Lines that contain the string "white" are the ones to list; copy all of them from the records.
※ ※ ※
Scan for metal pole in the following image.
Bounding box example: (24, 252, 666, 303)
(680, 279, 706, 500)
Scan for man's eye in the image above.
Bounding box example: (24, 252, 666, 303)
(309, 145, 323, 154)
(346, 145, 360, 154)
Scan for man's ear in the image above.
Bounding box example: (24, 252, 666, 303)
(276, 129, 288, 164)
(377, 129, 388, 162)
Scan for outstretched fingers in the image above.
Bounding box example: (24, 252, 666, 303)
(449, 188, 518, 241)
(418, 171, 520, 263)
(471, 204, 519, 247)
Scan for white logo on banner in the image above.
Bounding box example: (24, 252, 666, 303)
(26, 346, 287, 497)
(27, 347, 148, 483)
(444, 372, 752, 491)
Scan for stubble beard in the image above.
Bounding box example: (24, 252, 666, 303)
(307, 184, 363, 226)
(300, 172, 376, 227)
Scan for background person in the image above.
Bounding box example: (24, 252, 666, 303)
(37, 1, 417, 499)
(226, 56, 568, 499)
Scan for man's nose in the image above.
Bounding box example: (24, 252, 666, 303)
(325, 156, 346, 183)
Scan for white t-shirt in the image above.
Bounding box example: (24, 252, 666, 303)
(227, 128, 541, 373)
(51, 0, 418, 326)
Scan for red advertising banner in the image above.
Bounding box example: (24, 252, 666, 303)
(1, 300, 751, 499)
※ ※ ※
Response to the task
Scan for white logo on banner in the image above.
Scan for white t-shirt in the image above.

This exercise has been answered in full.